▶ **WRITTEN EXERCISE**:
Return every line of the data that contains the string "pile", with each line copied in full.

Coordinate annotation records
☆ ☆ ☆ ☆ ☆ ☆ ☆

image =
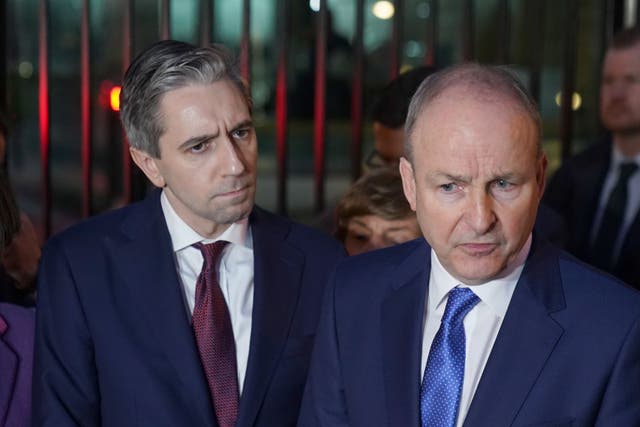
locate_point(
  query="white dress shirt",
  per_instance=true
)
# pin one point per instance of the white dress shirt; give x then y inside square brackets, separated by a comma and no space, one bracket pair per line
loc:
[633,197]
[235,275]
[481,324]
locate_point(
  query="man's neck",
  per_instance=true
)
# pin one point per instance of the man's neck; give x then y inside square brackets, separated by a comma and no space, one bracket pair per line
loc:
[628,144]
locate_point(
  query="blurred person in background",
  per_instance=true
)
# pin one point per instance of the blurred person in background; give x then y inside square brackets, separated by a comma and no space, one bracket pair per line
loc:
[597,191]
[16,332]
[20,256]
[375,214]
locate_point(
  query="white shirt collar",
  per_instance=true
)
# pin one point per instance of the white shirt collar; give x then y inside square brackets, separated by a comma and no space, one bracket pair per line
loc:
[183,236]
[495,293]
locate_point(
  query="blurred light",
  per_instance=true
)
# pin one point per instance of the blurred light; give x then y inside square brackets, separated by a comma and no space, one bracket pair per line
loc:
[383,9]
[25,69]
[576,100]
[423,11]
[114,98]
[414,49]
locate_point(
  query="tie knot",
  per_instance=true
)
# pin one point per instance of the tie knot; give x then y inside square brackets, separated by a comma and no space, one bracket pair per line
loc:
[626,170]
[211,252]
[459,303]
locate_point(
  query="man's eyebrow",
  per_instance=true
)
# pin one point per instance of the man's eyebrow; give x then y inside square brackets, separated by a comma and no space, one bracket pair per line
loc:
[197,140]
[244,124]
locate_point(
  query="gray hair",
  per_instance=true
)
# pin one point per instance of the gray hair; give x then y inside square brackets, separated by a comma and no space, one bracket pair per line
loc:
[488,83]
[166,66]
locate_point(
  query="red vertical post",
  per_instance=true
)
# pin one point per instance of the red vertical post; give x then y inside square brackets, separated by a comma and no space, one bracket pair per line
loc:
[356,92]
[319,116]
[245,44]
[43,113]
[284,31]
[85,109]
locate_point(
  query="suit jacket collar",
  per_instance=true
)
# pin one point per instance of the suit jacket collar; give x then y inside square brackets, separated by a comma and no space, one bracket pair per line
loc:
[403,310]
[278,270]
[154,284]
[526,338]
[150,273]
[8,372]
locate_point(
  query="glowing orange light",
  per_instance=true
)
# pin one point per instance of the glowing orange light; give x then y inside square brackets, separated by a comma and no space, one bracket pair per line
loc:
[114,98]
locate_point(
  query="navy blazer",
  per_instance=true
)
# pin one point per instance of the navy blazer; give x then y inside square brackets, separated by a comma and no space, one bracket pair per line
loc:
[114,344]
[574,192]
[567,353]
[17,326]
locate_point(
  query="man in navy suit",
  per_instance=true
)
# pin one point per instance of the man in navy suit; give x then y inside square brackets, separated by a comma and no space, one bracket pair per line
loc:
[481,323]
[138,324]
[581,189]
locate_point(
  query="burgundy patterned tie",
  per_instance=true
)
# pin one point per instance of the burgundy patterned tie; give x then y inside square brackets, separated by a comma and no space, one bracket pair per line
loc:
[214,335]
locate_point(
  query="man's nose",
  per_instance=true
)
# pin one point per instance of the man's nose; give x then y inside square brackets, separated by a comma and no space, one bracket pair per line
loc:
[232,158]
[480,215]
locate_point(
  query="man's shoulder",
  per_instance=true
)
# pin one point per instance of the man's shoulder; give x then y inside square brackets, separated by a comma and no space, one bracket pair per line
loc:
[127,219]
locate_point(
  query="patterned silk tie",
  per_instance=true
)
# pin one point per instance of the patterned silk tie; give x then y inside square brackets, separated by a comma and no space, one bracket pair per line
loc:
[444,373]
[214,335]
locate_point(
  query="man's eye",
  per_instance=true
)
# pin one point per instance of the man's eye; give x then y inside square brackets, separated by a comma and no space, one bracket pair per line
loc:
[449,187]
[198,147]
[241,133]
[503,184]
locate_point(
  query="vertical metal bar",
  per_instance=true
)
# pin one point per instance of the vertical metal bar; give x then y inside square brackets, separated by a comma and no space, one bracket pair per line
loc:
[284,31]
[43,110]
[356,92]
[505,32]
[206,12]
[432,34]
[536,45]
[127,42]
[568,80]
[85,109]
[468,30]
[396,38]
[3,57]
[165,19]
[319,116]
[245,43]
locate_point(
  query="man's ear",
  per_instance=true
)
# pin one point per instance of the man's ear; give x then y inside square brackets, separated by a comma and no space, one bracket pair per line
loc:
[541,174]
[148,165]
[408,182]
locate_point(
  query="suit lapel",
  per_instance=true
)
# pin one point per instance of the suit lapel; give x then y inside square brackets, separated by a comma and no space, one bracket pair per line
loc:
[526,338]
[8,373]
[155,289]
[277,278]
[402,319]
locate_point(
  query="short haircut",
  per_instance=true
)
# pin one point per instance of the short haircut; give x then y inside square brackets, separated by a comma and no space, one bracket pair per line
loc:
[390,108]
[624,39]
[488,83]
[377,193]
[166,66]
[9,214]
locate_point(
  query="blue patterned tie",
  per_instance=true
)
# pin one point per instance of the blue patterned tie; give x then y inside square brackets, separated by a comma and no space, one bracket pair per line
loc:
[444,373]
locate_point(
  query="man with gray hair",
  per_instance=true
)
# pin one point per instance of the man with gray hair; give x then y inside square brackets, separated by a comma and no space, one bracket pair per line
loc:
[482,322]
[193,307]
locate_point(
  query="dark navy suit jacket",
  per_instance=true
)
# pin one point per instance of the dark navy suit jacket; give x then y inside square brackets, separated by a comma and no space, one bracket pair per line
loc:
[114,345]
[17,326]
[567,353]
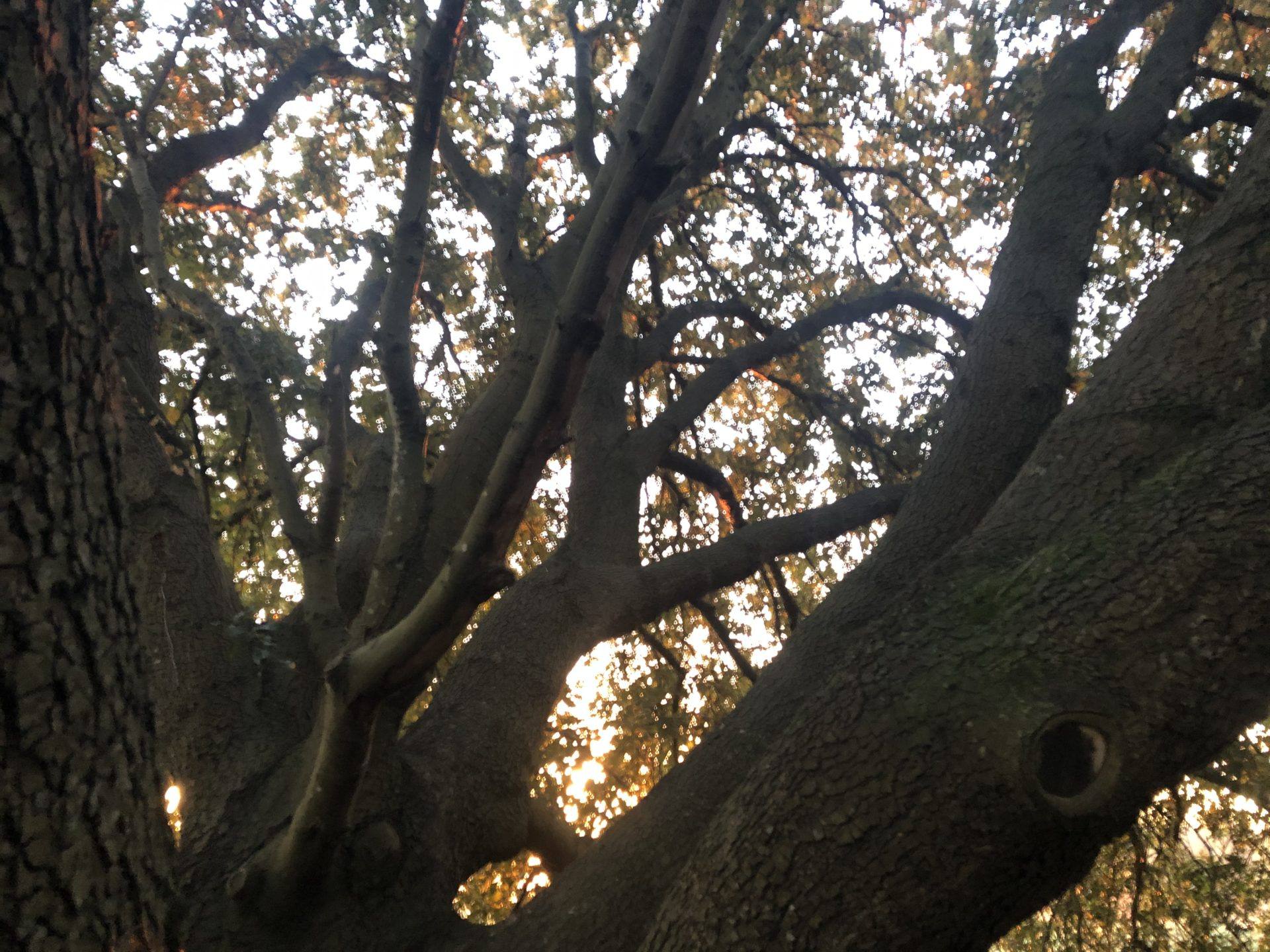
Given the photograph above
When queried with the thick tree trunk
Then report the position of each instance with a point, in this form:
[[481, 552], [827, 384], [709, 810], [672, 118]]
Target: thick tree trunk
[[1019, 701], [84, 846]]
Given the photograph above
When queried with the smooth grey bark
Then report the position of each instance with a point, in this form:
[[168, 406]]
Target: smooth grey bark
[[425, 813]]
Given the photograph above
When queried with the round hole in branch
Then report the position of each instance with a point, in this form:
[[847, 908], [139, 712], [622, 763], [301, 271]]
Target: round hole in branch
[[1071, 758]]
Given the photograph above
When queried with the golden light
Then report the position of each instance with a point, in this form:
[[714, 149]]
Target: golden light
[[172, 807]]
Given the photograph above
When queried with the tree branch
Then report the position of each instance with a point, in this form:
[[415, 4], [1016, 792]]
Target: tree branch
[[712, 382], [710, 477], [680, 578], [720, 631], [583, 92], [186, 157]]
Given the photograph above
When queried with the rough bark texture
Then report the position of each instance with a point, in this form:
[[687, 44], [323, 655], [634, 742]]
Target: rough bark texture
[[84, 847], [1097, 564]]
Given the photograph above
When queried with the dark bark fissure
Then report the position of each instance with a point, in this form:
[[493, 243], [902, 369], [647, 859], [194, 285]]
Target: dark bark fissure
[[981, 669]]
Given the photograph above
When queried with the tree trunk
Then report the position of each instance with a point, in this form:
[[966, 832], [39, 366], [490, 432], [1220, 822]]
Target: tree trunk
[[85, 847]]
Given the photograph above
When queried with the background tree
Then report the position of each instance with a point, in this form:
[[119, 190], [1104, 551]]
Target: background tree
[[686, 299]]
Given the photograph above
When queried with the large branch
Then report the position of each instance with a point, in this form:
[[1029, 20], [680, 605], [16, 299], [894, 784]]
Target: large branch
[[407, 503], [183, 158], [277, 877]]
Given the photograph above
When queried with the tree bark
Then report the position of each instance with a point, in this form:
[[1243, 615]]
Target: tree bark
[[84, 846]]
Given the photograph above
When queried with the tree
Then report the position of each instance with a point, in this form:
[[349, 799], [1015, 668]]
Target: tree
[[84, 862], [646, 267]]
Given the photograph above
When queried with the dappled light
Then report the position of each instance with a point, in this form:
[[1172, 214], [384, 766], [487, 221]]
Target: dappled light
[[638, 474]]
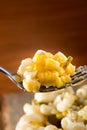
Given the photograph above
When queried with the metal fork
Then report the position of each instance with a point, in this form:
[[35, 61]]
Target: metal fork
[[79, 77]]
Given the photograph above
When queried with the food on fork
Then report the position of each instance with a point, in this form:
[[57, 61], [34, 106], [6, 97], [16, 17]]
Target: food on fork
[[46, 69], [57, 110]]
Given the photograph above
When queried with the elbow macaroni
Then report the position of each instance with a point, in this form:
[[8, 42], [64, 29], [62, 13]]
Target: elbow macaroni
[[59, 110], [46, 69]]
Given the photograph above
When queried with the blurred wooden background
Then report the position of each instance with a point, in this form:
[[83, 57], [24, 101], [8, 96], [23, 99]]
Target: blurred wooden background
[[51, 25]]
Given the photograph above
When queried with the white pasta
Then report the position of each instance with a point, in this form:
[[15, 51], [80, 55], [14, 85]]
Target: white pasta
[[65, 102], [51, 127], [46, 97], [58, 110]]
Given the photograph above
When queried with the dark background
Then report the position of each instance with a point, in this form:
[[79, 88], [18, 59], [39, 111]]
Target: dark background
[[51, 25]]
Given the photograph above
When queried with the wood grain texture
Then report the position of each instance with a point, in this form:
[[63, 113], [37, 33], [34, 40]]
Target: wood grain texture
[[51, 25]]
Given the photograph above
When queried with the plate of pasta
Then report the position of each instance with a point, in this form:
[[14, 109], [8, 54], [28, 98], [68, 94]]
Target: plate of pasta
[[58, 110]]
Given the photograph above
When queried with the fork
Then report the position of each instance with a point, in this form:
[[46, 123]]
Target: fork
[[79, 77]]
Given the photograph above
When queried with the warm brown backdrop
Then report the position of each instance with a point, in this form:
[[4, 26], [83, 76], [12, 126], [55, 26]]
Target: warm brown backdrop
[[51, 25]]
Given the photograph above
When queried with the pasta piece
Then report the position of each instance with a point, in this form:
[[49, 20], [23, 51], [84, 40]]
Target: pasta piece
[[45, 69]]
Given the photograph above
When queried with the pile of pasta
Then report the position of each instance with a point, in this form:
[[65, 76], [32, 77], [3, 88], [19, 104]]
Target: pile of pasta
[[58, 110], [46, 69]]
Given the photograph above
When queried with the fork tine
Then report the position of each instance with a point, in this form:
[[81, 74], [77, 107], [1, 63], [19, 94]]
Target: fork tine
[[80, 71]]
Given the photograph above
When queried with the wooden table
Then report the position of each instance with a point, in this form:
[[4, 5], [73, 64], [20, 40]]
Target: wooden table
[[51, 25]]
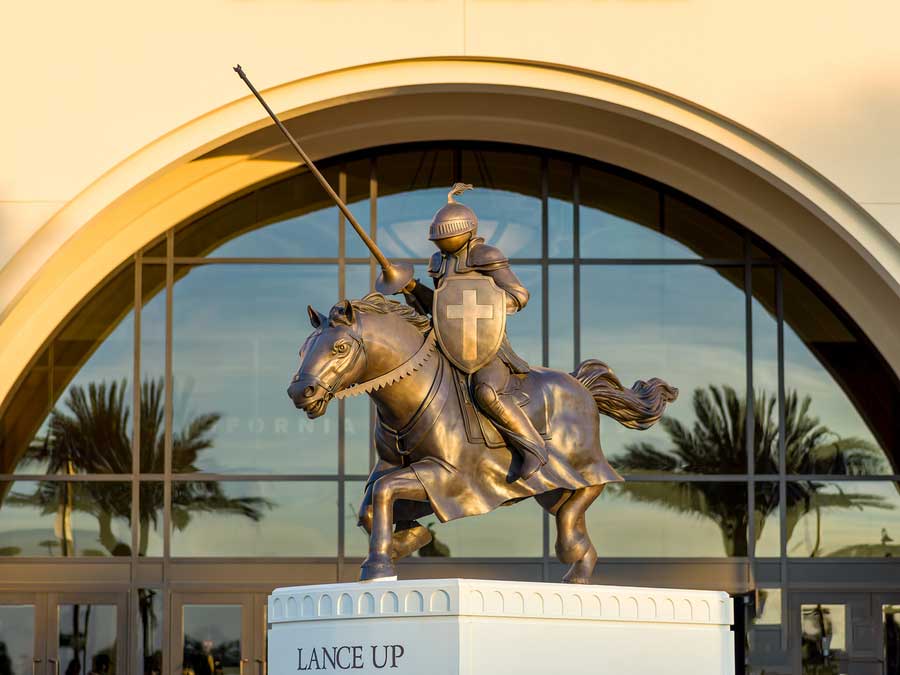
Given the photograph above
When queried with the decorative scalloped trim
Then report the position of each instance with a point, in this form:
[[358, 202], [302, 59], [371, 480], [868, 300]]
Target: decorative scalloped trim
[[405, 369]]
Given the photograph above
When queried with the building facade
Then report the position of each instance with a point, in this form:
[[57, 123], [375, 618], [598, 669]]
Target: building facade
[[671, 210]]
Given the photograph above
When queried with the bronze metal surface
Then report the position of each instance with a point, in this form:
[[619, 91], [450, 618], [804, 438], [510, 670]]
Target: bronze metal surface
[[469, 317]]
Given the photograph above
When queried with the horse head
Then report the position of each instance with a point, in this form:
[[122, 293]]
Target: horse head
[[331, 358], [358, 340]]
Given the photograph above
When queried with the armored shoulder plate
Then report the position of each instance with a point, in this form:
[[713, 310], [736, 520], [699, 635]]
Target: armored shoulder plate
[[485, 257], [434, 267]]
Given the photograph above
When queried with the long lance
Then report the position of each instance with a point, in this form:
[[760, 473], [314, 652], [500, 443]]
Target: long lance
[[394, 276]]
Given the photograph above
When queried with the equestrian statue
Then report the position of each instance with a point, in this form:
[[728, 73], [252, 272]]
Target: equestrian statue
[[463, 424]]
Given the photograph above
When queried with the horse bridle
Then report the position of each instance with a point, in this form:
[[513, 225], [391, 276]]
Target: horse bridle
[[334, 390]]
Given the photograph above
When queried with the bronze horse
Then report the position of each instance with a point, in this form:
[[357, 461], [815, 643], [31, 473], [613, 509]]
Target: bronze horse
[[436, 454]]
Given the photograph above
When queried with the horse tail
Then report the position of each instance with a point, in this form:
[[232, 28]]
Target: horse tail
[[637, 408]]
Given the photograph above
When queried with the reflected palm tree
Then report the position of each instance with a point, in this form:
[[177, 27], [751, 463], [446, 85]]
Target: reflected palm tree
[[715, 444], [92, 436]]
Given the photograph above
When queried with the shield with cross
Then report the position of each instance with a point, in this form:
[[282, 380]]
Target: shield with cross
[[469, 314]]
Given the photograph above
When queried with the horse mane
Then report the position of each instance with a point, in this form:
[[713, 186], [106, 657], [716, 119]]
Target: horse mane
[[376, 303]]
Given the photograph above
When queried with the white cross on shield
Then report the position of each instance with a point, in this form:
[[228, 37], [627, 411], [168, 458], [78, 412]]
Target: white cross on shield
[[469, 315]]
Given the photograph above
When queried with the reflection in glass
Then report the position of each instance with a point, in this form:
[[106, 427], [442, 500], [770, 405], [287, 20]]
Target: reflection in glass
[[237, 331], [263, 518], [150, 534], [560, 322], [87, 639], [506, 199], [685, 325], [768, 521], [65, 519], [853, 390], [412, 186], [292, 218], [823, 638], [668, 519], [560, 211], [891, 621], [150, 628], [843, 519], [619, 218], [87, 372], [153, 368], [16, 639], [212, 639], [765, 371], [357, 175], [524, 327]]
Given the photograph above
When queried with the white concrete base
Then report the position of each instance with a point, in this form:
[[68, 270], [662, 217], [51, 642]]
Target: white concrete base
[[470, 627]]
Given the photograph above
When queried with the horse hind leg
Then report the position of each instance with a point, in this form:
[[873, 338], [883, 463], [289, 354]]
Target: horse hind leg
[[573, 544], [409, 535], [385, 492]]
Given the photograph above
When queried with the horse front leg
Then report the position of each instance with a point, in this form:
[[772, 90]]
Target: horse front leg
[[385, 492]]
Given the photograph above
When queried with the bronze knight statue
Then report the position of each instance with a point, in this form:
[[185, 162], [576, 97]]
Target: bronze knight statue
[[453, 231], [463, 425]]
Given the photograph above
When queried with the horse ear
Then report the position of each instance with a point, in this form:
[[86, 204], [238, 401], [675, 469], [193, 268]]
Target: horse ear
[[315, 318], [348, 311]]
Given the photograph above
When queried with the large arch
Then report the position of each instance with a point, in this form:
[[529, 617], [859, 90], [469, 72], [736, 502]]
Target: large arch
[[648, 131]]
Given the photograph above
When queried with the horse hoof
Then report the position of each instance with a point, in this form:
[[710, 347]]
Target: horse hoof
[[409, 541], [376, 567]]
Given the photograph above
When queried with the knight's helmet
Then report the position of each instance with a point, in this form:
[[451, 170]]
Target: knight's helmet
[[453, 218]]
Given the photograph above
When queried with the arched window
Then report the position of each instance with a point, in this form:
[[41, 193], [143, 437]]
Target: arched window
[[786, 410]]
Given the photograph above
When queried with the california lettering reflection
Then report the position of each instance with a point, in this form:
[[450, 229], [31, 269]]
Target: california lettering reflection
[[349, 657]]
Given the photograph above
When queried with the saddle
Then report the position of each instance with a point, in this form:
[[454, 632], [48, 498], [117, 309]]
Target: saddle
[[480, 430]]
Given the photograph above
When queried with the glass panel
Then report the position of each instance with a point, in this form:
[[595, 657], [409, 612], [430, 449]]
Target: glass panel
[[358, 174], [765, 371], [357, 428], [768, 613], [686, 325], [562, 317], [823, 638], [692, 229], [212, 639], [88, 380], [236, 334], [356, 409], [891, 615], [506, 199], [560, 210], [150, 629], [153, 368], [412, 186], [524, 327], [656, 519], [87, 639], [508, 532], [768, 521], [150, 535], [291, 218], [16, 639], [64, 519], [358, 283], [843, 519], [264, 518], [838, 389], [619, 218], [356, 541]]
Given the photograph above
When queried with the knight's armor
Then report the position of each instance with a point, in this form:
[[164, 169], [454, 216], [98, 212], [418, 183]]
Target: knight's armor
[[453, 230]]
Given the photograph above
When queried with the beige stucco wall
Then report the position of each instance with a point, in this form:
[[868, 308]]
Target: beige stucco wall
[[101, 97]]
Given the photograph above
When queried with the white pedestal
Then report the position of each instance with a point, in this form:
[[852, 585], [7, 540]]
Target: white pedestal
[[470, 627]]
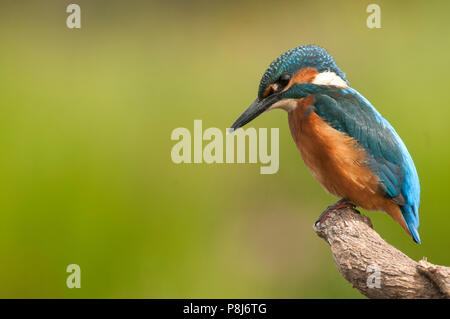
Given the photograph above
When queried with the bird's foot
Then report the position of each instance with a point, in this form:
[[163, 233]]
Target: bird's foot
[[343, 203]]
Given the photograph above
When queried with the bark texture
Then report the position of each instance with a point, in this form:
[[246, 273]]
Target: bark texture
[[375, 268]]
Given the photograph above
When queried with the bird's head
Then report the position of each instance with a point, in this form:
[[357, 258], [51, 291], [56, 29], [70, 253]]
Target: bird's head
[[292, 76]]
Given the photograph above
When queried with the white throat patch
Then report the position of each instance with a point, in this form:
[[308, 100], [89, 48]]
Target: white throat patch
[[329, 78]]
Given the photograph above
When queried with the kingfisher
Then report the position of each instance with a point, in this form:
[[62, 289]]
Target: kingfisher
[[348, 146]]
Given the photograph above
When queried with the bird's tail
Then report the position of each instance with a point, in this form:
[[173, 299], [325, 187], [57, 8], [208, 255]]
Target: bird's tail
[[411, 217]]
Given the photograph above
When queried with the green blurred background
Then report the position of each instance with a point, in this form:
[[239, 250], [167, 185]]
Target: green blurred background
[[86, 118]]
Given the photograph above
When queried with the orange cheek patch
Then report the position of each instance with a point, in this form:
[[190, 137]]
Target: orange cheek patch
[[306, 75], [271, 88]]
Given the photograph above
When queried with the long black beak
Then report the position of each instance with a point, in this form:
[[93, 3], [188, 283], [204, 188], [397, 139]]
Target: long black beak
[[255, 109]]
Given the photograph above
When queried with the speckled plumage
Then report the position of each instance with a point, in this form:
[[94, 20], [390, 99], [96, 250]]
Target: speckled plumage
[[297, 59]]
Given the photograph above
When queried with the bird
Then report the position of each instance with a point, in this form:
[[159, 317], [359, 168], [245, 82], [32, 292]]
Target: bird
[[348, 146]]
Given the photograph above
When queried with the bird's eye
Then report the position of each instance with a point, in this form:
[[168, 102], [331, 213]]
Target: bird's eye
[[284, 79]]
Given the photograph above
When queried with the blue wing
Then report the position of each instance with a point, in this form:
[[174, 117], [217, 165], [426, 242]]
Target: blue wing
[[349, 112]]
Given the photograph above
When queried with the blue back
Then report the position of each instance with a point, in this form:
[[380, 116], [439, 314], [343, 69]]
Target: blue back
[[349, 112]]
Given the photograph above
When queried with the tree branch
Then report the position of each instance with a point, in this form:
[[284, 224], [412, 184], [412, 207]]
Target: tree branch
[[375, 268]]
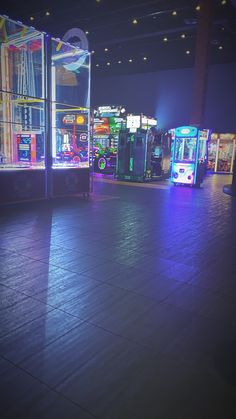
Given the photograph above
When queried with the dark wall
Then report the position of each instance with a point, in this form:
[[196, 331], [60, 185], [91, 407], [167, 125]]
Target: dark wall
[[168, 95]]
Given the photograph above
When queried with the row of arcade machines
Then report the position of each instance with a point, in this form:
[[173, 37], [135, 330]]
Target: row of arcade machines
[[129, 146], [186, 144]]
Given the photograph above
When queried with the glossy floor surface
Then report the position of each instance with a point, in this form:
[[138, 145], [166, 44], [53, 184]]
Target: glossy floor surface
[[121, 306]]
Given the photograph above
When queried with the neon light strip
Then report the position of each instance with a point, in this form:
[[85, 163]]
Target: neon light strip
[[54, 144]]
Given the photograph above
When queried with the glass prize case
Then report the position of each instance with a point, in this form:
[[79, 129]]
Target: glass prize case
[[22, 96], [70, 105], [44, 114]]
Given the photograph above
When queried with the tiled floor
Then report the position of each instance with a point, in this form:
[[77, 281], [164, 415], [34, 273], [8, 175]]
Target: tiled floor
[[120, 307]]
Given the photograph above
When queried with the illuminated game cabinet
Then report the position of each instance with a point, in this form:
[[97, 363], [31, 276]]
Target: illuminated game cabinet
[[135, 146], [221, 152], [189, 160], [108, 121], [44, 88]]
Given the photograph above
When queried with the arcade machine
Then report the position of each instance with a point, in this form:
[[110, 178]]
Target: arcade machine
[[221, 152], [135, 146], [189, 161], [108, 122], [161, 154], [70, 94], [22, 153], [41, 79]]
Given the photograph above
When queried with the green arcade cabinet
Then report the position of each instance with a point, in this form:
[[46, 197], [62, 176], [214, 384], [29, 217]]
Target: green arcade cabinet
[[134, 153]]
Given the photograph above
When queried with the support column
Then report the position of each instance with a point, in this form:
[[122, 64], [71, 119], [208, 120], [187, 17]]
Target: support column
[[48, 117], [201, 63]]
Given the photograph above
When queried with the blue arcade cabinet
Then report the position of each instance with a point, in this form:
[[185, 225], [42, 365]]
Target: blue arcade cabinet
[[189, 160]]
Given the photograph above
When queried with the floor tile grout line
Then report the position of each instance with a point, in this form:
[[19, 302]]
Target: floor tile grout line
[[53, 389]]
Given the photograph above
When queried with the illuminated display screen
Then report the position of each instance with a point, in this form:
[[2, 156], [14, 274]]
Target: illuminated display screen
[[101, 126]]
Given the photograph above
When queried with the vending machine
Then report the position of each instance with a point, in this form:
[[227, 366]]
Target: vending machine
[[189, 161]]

☆ ☆ ☆ ☆ ☆ ☆ ☆

▶ **SOLUTION**:
When queried with the pile of pasta
Target: pile of pasta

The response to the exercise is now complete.